■ **Article**:

....................

I am trying to recursively generate the powerset in the range [0, n - 1] without passing extra parameters to the inner search function.
def powerSet(n):
all_subsets = []
curr_subset = []
def search(c):
if c == n:
all_subsets.append(curr_subset)
else:
search(c + 1)
curr_subset.append(c)
search(c + 1)
curr_subset.pop()
search(0)
return all_subsets
Upon running the following statement:
print(powerSet(3))
I was expecting it to return some ordering of:
[[0], [1], [0, 1], [2], [0, 2], [1, 2], [0, 1, 2]]
Instead, I was astonished to get the following output:
[[], [], [], [], [], [], [], []]
Intrigued, I moved the inner-function outside and used a parameterised approach, only to still get the same output:
def search(c, curr_subset, all_subsets, n):
if c == n:
all_subsets.append(curr_subset)

....................

■ **Entries supplied**:
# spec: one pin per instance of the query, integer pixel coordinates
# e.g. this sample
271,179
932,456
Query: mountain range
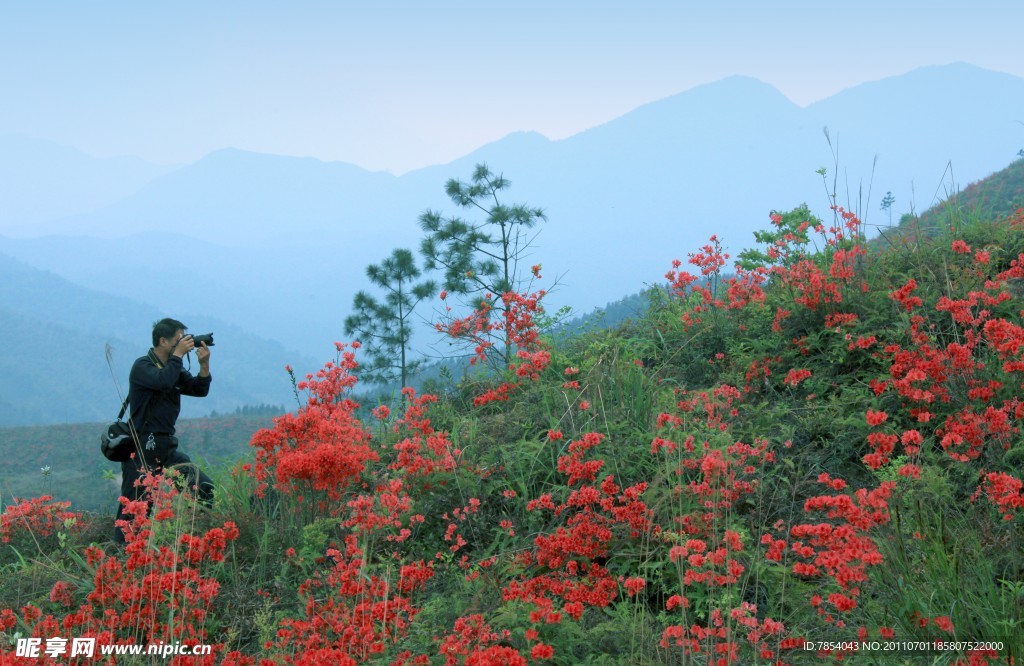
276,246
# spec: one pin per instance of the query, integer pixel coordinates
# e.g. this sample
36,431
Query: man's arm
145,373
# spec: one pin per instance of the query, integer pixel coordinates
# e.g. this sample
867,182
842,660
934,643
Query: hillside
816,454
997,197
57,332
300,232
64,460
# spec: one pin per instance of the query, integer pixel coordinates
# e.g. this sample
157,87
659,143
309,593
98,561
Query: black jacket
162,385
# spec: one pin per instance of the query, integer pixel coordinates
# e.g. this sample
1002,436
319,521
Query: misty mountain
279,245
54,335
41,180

....................

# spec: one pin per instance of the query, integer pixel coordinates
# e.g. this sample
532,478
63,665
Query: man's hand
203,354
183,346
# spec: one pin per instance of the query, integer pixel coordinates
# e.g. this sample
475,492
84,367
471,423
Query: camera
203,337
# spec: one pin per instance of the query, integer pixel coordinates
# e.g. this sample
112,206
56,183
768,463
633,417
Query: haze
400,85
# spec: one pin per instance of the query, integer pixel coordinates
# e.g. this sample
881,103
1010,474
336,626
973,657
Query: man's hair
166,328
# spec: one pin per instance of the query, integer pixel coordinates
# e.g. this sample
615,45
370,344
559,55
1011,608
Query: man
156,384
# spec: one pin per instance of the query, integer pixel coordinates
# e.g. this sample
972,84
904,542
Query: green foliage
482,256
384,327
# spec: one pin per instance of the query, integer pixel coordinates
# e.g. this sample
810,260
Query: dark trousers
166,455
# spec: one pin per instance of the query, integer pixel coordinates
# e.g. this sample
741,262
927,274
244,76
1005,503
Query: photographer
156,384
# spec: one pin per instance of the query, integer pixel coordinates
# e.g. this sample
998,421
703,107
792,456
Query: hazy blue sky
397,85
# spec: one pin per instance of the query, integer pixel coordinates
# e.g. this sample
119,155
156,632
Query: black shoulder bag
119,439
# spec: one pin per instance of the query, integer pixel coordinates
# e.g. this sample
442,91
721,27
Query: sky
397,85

....................

■ **Task list**:
A. List the parameters of the search function defined outside powerSet in the powerset question, in the order they appear.
B. Copy the passage of the powerset question that begins at the words "I am trying" and stops after "curr_subset.append(c)".

■ **Results by task**:
A. c, curr_subset, all_subsets, n

B.
I am trying to recursively generate the powerset in the range [0, n - 1] without passing extra parameters to the inner search function.
def powerSet(n):
all_subsets = []
curr_subset = []
def search(c):
if c == n:
all_subsets.append(curr_subset)
else:
search(c + 1)
curr_subset.append(c)